- **Task prompt**:
Could you repeat, word for word, everything in the post about sharing a bedroom with the kids from "Now, with two" down to "during the night."?

I have extra bedrooms, but we have our two girls in our bedroom with us anyway.

Once we started out with the first one in our room in a bassinet, I could never talk myself into moving her too far away from me. When she got big, she just moved into our bed. Back then we had a Queen size bed.

Now, with two little ones, I have a twin bed on my side of the bed, and i jump up and down between my big king bed and the toddler (1.5 yrs) in the twin bed. Extremely convenient for nighttime nursing! I don't have to worry about her "falling," and she is one of those babies who sleeps kind of light, so if she's in our big bed, we wake her up. My big girl (4 yrs) has never gone to slept in her own room, even though she actually has a room of her own since we moved to a bigger house. I don't think she'll ever leave our bed! She's very, very devoted to us. She was born demanding. But, I don't really care. I love to being so close to them during the night.

I don't have any plans to end our family bed, yet. I don't have any idea when my Alex will feel happy sleeping by herself in her own room.... probably never!... I bet I'll have to move her and Katie out at the same time to the same bed (so they still have someone to sleep with), like when they get to school age or something.

When we want a little extra privacy, we lay Alex down on her bed in her room. She just joins us when she wakes up.

My husband really loves it too.

The stepkids who are teens do not sleep anywhere near us! And, their mother was very conservative, so they got the full bottle and crib treatment from birth.


----------

- **Records from a dataset**:
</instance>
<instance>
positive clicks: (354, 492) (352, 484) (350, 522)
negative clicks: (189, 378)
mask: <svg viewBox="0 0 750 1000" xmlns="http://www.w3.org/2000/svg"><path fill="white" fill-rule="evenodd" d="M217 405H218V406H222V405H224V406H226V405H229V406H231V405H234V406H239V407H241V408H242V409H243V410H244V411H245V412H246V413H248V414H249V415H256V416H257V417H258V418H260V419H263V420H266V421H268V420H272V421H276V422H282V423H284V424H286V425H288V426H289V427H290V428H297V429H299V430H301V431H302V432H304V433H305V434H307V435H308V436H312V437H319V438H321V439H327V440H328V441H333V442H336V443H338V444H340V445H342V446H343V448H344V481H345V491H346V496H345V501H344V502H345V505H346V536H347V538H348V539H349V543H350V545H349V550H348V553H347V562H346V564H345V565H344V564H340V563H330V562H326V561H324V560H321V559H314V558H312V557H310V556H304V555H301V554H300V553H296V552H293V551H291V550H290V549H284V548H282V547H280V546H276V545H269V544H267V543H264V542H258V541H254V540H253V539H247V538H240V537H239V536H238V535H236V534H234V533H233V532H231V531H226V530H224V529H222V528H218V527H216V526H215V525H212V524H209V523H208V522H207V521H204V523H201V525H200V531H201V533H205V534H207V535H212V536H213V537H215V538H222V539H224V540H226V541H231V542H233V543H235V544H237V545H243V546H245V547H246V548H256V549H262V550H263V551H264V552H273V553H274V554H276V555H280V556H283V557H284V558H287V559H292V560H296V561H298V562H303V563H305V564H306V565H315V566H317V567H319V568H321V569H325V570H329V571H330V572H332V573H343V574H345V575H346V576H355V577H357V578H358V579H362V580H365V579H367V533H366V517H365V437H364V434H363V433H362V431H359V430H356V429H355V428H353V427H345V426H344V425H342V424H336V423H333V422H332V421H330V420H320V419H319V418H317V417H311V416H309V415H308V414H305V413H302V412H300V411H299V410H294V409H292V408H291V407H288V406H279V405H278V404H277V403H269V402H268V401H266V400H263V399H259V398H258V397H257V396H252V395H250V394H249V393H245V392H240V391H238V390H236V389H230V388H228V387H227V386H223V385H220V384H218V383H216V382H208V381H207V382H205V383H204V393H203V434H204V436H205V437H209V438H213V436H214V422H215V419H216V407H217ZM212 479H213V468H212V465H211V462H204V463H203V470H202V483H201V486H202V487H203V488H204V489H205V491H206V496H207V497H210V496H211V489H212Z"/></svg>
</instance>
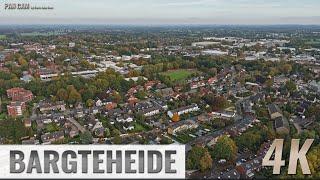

- **Task solution**:
Now, with two little ones, I have a twin bed on my side of the bed, and i jump up and down between my big king bed and the toddler (1.5 yrs) in the twin bed. Extremely convenient for nighttime nursing! I don't have to worry about her "falling," and she is one of those babies who sleeps kind of light, so if she's in our big bed, we wake her up. My big girl (4 yrs) has never gone to slept in her own room, even though she actually has a room of her own since we moved to a bigger house. I don't think she'll ever leave our bed! She's very, very devoted to us. She was born demanding. But, I don't really care. I love to being so close to them during the night.